- _Stated problem_: Set down the full listing exactly, character for character.

-.-.-

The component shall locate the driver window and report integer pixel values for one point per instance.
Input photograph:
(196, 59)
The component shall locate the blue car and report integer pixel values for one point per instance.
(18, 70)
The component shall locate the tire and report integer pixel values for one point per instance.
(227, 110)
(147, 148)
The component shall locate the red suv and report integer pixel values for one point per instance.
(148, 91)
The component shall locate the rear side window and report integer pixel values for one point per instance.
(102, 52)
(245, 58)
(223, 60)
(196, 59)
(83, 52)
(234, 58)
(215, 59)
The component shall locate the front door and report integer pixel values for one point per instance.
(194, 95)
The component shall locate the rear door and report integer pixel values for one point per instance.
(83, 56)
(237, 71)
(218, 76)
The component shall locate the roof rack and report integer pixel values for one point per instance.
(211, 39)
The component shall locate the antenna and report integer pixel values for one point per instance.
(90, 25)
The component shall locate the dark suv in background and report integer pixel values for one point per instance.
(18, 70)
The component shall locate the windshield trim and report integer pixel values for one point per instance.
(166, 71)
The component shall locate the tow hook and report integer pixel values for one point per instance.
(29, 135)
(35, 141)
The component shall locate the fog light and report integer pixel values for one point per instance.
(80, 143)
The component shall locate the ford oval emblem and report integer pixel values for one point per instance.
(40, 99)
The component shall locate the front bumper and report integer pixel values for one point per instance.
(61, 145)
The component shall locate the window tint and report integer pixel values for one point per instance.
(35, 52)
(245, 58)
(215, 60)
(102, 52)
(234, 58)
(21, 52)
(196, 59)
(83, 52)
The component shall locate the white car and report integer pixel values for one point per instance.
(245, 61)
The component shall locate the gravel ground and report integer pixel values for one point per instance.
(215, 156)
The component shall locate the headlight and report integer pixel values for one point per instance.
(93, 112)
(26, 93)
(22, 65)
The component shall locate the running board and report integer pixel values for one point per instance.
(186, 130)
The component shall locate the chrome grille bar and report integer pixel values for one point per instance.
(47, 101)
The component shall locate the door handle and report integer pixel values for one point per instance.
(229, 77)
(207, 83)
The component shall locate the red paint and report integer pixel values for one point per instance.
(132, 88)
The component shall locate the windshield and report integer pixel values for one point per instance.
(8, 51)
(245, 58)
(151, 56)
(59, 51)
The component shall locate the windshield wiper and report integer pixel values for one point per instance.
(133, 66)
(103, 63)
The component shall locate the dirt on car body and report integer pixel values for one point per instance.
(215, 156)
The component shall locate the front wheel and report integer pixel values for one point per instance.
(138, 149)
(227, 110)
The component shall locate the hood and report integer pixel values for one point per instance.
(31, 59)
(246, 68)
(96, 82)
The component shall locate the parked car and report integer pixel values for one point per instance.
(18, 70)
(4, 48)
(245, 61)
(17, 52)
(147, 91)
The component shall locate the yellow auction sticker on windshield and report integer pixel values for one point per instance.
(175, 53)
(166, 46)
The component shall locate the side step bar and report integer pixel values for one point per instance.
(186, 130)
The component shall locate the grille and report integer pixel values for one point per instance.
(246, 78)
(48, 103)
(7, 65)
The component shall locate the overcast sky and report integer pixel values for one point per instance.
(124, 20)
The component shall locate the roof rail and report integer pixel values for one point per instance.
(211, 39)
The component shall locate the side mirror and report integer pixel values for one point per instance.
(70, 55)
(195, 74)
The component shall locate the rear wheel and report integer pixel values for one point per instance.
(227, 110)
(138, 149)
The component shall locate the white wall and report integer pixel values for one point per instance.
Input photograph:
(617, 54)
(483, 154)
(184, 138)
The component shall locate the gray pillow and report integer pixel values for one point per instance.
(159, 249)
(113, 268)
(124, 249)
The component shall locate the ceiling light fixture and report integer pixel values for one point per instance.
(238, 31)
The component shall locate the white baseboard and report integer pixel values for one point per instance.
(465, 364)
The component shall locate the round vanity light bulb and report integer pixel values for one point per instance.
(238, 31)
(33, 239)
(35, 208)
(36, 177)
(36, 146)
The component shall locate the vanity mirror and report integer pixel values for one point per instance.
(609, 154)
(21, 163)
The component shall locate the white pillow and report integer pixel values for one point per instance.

-.-.-

- _The result_:
The component shall locate the driver window and report integer pixel values for one point per instance.
Input photograph:
(196, 59)
The component shall locate the blue car and report integer pixel values for one point per instance.
(18, 70)
The component shall locate the tire and report integer pixel values for one point per instance.
(227, 110)
(147, 148)
The component shall locate the red suv and report integer pixel values for one point per instance.
(148, 91)
The component shall locate the rear side window and report integer pixel values for one point per instance.
(102, 52)
(245, 58)
(223, 60)
(196, 59)
(83, 52)
(234, 58)
(215, 59)
The component shall locate the front door and report integer pixel values for one point per instance.
(194, 95)
The component shall locate the rear door and report integer pixel values for one point per instance.
(83, 56)
(237, 71)
(218, 76)
The component shall locate the roof rack and report integer pixel values for one point per instance.
(211, 39)
The component shall locate the antenna and report integer pixel values for one point per instance.
(90, 25)
The component shall locate the dark suv in background and report integer pixel values for one point per instance.
(18, 70)
The component shall locate the windshield trim and report integer pixel values for one point per instance.
(166, 71)
The component shall locate the tow hook and report integer pixel values for one point per instance.
(29, 135)
(35, 141)
The component shall locate the fog light and report integer pixel values for one point per instance.
(80, 143)
The component shall locate the ford oval emblem and report integer pixel values for one point per instance.
(40, 99)
The component shall locate the front bumper and report integer pixel values for one point per instance.
(61, 145)
The component shall locate the window tint and report integer pixel values for one point per instance.
(35, 52)
(245, 58)
(215, 60)
(102, 52)
(234, 58)
(21, 52)
(196, 59)
(83, 52)
The component shall locate the white car and report integer pixel values for one point per instance.
(245, 61)
The component shall locate the gravel ground and report integer pixel values for one point per instance.
(215, 156)
The component shall locate the headlight and report integer pixel values for one point per instance.
(93, 112)
(26, 93)
(22, 65)
The component shall locate the running board and report integer pixel values for one point per instance.
(186, 130)
The component shall locate the chrome grille bar and report integer pixel values for one point per instance.
(47, 101)
The component shall locate the door handle and report integer pixel values for one point per instance.
(229, 77)
(207, 83)
The component shall locate the red paint and report integer pixel values for one point per instance.
(132, 88)
The component shall locate the windshield and report integer pixel values for one point per instance.
(8, 51)
(245, 58)
(151, 56)
(59, 51)
The component shall locate the windshield wiper and report integer pixel values for one point per instance.
(133, 66)
(103, 63)
The component shall locate the dirt on car body and report integer pixel values for one point per instance.
(215, 156)
The component shall locate the front wheel and report integer pixel values for one point per instance.
(138, 149)
(227, 110)
The component shall locate the hood and report integer pixel values for one point per instance.
(31, 59)
(246, 68)
(96, 82)
The component shall locate the parked car and report integer pixel values for one point per instance.
(18, 70)
(4, 48)
(245, 61)
(17, 52)
(147, 91)
The component shall locate the yellow auction sticker on windshield and report integer pixel values for one point per instance.
(175, 53)
(166, 46)
The component shall locate the side step bar and report integer pixel values for one point per instance.
(186, 130)
The component shall locate the grille and report integer pixel values for one point per instance.
(246, 78)
(48, 103)
(7, 65)
The component shall locate the overcast sky and report integer pixel values for one point per instance.
(124, 20)
The component shall locate the roof rail and report integer pixel values for one point per instance.
(211, 39)
The component shall locate the side mirror and report integer pixel values for one point per instance.
(70, 55)
(195, 74)
The component shall locate the rear wheel and report integer pixel values for one point per instance.
(227, 110)
(138, 149)
The component shall locate the white wall and report integer pixel values for one point per instance.
Input photograph:
(617, 54)
(483, 154)
(184, 138)
The component shall locate the gray pillow and report integer pixel values for one point per instance.
(159, 249)
(113, 268)
(124, 249)
The component shall locate the ceiling light fixture and report integer pixel values for one point per instance.
(238, 31)
The component shall locate the white baseboard and report integer pixel values for one point per instance.
(465, 364)
The component shall locate the round vanity light bulb and report integer pixel values for one point per instance.
(238, 31)
(33, 239)
(35, 208)
(36, 177)
(36, 146)
The component shall locate the vanity mirror and report integer pixel values for one point per instance.
(609, 154)
(21, 163)
The component shall locate the white pillow and report integer pixel values for one point per instance.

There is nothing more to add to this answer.